INSTRUCTIONS TO FOLLOW
Pull out every line of the items from the very beginning up to and including the line with "[[[256,122],[70,120],[64,131],[90,130],[93,143],[256,143]]]", and reproduce each one unchanged.

PROVIDED RECORDS
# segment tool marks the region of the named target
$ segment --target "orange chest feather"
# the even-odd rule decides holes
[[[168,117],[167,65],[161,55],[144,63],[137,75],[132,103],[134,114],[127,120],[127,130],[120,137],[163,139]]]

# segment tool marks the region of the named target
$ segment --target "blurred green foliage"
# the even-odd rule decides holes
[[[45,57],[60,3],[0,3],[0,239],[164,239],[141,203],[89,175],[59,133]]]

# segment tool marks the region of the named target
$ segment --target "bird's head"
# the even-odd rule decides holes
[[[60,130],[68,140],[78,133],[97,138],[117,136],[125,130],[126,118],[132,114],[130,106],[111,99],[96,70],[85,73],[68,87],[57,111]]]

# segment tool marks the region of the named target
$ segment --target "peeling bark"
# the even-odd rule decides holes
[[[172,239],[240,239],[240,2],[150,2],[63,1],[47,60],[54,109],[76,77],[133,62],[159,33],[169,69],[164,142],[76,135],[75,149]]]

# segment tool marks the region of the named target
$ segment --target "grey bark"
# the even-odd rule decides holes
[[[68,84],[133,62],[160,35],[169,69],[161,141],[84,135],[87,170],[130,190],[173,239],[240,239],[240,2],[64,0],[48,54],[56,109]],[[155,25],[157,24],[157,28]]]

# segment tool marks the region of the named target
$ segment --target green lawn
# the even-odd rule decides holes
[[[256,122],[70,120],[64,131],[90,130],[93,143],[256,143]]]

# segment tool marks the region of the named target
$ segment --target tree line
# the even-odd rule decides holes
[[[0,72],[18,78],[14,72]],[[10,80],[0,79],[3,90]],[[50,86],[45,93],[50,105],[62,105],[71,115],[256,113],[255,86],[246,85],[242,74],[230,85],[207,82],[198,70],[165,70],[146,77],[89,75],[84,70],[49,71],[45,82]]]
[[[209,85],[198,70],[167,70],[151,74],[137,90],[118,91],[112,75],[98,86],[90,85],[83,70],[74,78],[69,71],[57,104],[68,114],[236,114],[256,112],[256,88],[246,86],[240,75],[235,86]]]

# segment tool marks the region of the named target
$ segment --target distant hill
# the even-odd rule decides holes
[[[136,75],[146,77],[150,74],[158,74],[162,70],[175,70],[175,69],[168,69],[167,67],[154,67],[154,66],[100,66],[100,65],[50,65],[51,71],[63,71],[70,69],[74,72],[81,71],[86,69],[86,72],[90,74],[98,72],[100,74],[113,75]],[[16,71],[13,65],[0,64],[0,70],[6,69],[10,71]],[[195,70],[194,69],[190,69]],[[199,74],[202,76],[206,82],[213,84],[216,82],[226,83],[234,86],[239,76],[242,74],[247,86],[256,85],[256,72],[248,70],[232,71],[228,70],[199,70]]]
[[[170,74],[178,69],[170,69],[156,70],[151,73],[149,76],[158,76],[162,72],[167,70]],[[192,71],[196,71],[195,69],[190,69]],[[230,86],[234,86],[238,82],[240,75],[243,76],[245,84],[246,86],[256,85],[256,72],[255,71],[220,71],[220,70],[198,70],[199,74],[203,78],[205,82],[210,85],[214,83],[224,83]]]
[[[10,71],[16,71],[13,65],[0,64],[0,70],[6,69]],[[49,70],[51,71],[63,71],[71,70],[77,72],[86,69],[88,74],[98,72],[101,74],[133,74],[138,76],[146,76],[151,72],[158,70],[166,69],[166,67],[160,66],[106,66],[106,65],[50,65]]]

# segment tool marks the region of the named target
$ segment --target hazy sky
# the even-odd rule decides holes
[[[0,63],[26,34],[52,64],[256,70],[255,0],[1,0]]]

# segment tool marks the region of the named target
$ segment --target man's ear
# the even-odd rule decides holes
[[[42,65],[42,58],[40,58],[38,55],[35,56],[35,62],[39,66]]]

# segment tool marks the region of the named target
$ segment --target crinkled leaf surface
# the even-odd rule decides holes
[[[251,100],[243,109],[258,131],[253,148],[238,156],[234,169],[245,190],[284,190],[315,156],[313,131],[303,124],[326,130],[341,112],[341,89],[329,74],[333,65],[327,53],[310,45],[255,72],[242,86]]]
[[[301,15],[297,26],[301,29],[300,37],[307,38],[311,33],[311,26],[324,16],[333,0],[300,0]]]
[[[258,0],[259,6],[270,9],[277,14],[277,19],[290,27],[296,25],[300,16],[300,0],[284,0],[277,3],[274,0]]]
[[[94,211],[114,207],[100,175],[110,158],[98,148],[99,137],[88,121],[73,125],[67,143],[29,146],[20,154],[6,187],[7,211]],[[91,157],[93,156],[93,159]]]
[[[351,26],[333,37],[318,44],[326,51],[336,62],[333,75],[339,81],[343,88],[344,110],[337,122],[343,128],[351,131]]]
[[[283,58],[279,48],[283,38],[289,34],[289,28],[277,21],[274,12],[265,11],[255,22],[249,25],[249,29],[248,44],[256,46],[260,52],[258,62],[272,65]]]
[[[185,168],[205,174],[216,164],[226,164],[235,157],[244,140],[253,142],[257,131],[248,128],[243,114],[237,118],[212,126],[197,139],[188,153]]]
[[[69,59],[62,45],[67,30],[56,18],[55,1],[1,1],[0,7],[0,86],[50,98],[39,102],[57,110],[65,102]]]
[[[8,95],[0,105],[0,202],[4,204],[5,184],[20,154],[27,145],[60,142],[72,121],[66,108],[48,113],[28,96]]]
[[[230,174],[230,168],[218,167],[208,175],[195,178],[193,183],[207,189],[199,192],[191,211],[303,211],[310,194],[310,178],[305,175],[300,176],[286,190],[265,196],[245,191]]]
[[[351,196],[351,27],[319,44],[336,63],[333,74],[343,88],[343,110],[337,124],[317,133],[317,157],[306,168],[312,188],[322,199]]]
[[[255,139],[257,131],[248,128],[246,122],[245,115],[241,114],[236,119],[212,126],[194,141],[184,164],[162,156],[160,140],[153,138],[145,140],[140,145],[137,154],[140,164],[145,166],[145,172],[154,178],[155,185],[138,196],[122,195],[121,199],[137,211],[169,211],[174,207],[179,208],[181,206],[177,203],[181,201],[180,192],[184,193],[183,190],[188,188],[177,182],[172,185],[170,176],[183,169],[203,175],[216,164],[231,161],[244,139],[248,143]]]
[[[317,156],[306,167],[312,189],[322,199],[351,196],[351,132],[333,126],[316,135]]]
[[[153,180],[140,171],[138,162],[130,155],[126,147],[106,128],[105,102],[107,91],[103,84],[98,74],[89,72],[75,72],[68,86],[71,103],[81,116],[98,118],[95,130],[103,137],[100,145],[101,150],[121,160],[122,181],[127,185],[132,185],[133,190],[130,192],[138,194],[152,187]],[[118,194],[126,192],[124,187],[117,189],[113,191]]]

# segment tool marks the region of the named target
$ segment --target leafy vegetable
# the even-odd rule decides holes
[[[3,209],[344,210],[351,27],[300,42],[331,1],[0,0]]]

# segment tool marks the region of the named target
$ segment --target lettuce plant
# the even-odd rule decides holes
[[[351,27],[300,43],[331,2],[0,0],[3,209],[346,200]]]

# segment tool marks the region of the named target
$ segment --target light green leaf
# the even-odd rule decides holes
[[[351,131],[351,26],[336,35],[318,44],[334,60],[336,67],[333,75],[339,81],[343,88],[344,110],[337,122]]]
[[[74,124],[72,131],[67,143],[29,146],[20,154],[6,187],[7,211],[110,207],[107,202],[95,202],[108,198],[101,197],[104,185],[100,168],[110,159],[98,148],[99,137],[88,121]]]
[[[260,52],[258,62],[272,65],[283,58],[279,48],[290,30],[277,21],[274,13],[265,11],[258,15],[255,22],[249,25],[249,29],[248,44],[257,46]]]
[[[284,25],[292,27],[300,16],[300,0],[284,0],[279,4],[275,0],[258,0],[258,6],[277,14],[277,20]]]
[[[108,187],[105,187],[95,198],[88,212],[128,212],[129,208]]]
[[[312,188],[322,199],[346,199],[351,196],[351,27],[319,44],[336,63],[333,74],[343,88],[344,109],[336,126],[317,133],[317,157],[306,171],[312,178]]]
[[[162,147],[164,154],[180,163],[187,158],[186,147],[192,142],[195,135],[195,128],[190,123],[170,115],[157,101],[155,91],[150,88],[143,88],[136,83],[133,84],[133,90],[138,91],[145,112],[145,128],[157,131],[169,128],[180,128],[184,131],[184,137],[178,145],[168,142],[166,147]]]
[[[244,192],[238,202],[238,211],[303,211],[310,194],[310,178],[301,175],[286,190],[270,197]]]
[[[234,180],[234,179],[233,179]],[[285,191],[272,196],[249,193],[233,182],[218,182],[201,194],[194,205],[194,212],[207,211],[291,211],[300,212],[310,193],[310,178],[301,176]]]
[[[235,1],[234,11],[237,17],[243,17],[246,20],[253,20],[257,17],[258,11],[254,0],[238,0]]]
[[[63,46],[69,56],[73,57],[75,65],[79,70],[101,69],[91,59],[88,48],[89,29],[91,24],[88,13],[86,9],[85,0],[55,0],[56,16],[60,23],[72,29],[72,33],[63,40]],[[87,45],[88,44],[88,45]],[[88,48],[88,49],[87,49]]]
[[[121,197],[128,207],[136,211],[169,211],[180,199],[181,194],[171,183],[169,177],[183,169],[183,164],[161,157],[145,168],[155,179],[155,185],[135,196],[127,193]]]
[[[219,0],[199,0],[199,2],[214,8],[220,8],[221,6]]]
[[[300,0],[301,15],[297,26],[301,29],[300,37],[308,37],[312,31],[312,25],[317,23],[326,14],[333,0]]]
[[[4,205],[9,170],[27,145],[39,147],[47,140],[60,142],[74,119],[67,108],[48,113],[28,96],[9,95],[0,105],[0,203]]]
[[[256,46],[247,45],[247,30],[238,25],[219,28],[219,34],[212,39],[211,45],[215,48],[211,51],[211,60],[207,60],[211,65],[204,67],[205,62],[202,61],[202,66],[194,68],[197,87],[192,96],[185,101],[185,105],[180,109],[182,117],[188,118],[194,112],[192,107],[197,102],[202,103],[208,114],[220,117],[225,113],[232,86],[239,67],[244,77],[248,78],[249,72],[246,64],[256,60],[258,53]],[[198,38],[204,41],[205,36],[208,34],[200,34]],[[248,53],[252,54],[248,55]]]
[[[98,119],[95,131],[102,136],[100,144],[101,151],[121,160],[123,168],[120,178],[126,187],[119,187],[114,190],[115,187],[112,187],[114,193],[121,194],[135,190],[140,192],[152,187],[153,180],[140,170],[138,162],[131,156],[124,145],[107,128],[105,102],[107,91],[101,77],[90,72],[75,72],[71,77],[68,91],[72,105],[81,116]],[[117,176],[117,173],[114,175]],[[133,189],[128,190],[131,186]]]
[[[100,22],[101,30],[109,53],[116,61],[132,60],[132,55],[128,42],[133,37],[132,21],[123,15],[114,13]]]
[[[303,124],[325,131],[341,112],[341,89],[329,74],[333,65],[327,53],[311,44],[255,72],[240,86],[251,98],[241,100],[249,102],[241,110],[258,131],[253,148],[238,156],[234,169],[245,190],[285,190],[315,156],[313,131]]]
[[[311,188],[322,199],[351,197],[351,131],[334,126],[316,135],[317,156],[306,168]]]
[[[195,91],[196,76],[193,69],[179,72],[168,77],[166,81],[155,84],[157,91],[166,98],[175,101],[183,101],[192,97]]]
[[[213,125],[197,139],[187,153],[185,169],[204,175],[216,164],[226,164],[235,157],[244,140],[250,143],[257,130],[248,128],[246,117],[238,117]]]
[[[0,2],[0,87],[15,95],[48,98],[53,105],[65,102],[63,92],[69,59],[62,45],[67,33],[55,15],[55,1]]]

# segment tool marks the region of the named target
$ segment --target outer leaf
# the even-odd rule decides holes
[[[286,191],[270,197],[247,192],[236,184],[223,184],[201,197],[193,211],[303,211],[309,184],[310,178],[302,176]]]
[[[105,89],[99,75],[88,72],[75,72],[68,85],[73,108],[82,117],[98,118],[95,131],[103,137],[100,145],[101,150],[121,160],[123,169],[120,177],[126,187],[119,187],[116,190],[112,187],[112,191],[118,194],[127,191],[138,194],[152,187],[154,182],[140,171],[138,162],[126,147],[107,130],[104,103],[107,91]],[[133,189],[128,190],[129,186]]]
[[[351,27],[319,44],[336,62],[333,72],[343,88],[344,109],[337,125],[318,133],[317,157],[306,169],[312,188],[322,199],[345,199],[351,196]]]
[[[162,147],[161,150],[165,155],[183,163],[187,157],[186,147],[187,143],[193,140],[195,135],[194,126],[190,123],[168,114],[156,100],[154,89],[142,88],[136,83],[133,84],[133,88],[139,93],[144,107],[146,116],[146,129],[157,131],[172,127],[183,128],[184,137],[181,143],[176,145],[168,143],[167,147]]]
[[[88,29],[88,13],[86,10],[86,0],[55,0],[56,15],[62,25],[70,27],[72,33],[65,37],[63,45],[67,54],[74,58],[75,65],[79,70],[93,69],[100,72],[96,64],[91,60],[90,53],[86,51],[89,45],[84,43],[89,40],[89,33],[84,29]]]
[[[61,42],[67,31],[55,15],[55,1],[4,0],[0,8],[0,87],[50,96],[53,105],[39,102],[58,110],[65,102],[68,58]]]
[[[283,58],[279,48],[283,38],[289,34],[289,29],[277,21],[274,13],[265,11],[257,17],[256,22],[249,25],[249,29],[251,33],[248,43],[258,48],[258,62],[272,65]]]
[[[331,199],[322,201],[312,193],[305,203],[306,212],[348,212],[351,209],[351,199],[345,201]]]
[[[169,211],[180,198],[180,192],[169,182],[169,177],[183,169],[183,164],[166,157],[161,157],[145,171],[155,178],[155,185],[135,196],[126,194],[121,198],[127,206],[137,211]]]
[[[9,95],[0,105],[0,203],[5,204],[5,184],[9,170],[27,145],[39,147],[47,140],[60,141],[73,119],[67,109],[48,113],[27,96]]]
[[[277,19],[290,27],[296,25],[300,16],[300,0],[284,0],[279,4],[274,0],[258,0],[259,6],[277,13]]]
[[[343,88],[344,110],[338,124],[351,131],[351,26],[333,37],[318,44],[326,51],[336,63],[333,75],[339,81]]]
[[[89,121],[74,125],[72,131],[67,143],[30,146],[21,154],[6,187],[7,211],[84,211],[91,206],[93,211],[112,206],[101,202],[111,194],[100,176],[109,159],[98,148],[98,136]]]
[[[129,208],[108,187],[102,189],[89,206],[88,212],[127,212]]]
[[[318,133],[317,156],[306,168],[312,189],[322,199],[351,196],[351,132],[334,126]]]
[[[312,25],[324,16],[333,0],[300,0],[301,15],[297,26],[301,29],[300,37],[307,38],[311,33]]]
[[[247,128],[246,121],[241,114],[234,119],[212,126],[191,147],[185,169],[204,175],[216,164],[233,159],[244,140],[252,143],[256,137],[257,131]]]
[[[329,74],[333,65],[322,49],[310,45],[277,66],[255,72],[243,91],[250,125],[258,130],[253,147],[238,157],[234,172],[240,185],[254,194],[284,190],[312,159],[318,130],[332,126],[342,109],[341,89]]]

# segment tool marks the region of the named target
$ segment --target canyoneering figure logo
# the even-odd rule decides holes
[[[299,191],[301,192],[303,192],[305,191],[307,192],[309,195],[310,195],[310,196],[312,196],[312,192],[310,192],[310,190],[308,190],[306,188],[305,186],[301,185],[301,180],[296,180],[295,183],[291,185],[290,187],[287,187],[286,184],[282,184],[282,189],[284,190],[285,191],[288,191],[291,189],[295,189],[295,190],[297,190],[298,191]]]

SOLUTION FOR THIS TASK
# segment tool marks the region of the named target
$ segment --target "orange chest feather"
# the even-odd rule decides holes
[[[168,117],[167,65],[161,55],[144,63],[137,75],[132,103],[134,114],[127,120],[127,130],[120,137],[163,139]]]

# segment tool marks the region of the named target
$ segment --target "blurred green foliage"
# the even-odd rule decides holes
[[[45,57],[60,3],[0,3],[0,239],[164,239],[141,203],[89,175],[59,133]]]

# segment tool marks the region of the named target
$ segment --target "bird's head"
# the even-odd rule decides holes
[[[60,130],[68,140],[78,133],[97,138],[117,136],[125,130],[126,118],[132,114],[130,106],[111,99],[96,70],[85,73],[68,87],[57,111]]]

# segment tool marks the region of the named target
$ segment --target "peeling bark"
# the even-odd rule decides holes
[[[172,239],[240,239],[240,2],[150,2],[63,1],[47,60],[54,109],[76,77],[133,62],[159,33],[169,69],[164,142],[76,135],[75,149]]]

# segment tool marks the region of the named target
$ segment --target "grey bark"
# the even-odd rule decides holes
[[[68,84],[133,62],[160,35],[169,69],[161,141],[84,135],[87,170],[130,190],[173,239],[240,239],[240,2],[64,0],[48,54],[56,109]],[[155,25],[157,24],[157,28]]]

# segment tool marks the region of the named target
$ segment --target green lawn
# the even-odd rule decides holes
[[[256,122],[70,120],[64,131],[90,130],[93,143],[256,143]]]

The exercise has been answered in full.